** Your tasks **
A) Please copy the passage on Li-ion battery hazards in air cargo word for word, beginning at the words "There is interest" and stopping after "the shipped cargo.".
B) According to the passage on Li-ion battery hazards in air cargo, what feature drove the highest heat release rate?
(Text passage begins)
Presented by: Kelly Opert

UL is involved with the aviation industry to better understand the hazards from rechargeable batteries and identify potential mitigation solutions. Currently, rechargeable batteries primarily include Li-ion batteries either for bulk transportation or in electronic cargo (e.g., laptops, power banks, mobility devices). Incidents in passenger and cargo planes have highlighted the hazards to passengers and cargo planes from electronic devices with Li-ion batteries.

There is interest with the cargo carriers to develop an active fire suppression system for cargo containers to protect the plane and crew in an event of a fire involving electronic items or bulk transportation of li-ion cells.

Standardized test methods to evaluate the emerging technologies will require development of an ignition source that is representative of the hazard carried on aircraft. Research is required to identify a battery pack representative of a shipped item as it is the primary fire hazard that may initiate a fire event. Additionally, research is required to develop a standard fuel load that represents the shipped cargo.

The review of literature identified three areas for further investigation for identifying a representative ignition source in shipped cargo:

• (i)Influence of state of charge with a range representing limiting values considered by regulatory groups;
• (ii)Influence of electrical configuration and capacity of battery packs representing personal electronic devices, and appliances (e.g., e-mobility, hand tools, and garden tools) likely to be shipped as cargo.
• (iii)Influence of how cells are electrically configured in a battery pack.

The data showed that the state of charge of cells and battery packs increased the peak fire size as the state of charge increased. Even cells and battery packs at a “safe” state of charge consistently resulted in flaming combustion.

Multipacks (packs of not electrically connected cells) and battery packs were evaluated. It was found that the feature that drove the highest heat release rate was the shape of the pack rather than the electrical connections.

Another hazard to emerge from the data was the time between the first cell going into thermal runaway to the last cell burning out. This is critical because localized aviation suppression methods have a limited discharge duration due to convenience and cost. A delayed reignition after a suppression system has been fully discharged could render a suppression system ineffective.
(Text passage ends)
(Material provided begins)
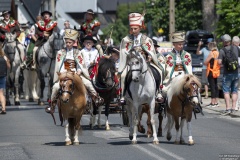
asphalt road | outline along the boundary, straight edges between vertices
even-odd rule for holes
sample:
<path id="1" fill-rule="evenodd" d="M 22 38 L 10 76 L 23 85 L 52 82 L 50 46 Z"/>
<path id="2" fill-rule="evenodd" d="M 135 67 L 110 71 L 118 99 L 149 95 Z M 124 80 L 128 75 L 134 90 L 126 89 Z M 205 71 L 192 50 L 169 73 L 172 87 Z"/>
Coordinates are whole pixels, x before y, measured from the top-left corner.
<path id="1" fill-rule="evenodd" d="M 166 140 L 164 132 L 164 137 L 159 137 L 160 144 L 153 145 L 152 138 L 139 133 L 138 144 L 132 145 L 128 139 L 128 127 L 122 125 L 120 114 L 110 115 L 110 131 L 104 128 L 91 130 L 88 126 L 89 115 L 84 115 L 80 145 L 65 146 L 64 127 L 55 126 L 44 107 L 37 106 L 36 102 L 24 101 L 21 106 L 8 107 L 6 115 L 0 115 L 0 159 L 213 160 L 224 156 L 240 156 L 240 118 L 221 116 L 214 111 L 204 113 L 205 116 L 198 115 L 197 120 L 192 120 L 193 146 L 175 145 L 175 130 L 172 131 L 171 141 Z M 105 117 L 102 116 L 101 122 L 104 121 Z M 145 122 L 146 115 L 142 123 Z M 187 141 L 186 127 L 184 135 Z"/>

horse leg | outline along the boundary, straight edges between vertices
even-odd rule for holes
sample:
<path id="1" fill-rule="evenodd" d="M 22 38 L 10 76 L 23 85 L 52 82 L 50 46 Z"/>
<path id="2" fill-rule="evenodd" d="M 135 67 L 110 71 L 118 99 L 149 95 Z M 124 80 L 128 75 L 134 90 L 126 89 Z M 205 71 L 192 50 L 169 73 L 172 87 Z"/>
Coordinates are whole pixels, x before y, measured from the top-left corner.
<path id="1" fill-rule="evenodd" d="M 160 113 L 158 113 L 158 121 L 159 121 L 159 125 L 158 125 L 158 136 L 162 137 L 162 121 L 163 121 L 163 116 L 162 116 L 162 112 L 160 111 Z"/>
<path id="2" fill-rule="evenodd" d="M 140 133 L 145 133 L 146 131 L 145 131 L 145 128 L 143 127 L 143 125 L 141 124 L 141 120 L 142 120 L 142 115 L 143 115 L 143 112 L 144 112 L 144 109 L 145 109 L 145 105 L 143 105 L 143 108 L 142 108 L 142 110 L 141 111 L 139 111 L 139 121 L 138 121 L 138 132 L 140 132 Z"/>
<path id="3" fill-rule="evenodd" d="M 153 144 L 159 144 L 159 140 L 157 138 L 155 120 L 154 120 L 154 111 L 155 111 L 155 100 L 154 99 L 149 104 L 149 107 L 150 107 L 151 124 L 152 124 L 152 130 L 153 130 Z"/>
<path id="4" fill-rule="evenodd" d="M 110 130 L 110 125 L 108 124 L 108 115 L 109 115 L 109 103 L 105 105 L 105 128 Z"/>
<path id="5" fill-rule="evenodd" d="M 174 117 L 175 121 L 175 129 L 176 129 L 176 139 L 175 139 L 175 144 L 180 144 L 180 136 L 179 136 L 179 117 Z"/>
<path id="6" fill-rule="evenodd" d="M 15 89 L 15 97 L 14 97 L 14 103 L 15 105 L 20 105 L 19 102 L 19 75 L 20 75 L 20 67 L 17 68 L 15 73 L 15 80 L 14 80 L 14 89 Z"/>
<path id="7" fill-rule="evenodd" d="M 167 140 L 170 141 L 172 139 L 172 134 L 171 134 L 171 130 L 173 127 L 173 117 L 172 115 L 170 115 L 169 113 L 167 113 L 167 124 L 166 124 L 166 128 L 167 128 Z"/>
<path id="8" fill-rule="evenodd" d="M 151 115 L 150 115 L 150 108 L 148 108 L 147 110 L 147 127 L 148 127 L 148 131 L 147 131 L 147 137 L 150 138 L 152 136 L 152 125 L 151 125 Z"/>
<path id="9" fill-rule="evenodd" d="M 69 129 L 68 128 L 69 128 L 69 123 L 67 123 L 65 125 L 65 136 L 66 136 L 65 145 L 66 146 L 69 146 L 70 144 L 72 144 L 71 139 L 69 137 Z"/>
<path id="10" fill-rule="evenodd" d="M 181 123 L 180 123 L 180 127 L 181 127 L 180 144 L 185 144 L 185 140 L 183 138 L 183 127 L 184 127 L 185 121 L 186 121 L 186 118 L 181 118 Z"/>

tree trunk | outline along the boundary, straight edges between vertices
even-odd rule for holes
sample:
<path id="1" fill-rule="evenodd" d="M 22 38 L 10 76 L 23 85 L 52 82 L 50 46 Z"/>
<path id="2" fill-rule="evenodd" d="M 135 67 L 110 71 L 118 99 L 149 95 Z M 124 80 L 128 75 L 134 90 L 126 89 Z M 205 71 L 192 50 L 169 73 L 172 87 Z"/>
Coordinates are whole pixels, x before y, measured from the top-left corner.
<path id="1" fill-rule="evenodd" d="M 216 29 L 218 16 L 216 13 L 217 0 L 202 0 L 203 29 L 213 32 Z"/>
(Material provided ends)
** Solutions to the problems **
A)
There is interest with the cargo carriers to develop an active fire suppression system for cargo containers to protect the plane and crew in an event of a fire involving electronic items or bulk transportation of li-ion cells.

Standardized test methods to evaluate the emerging technologies will require development of an ignition source that is representative of the hazard carried on aircraft. Research is required to identify a battery pack representative of a shipped item as it is the primary fire hazard that may initiate a fire event. Additionally, research is required to develop a standard fuel load that represents the shipped cargo.

B) The shape of the pack, rather than the electrical connections.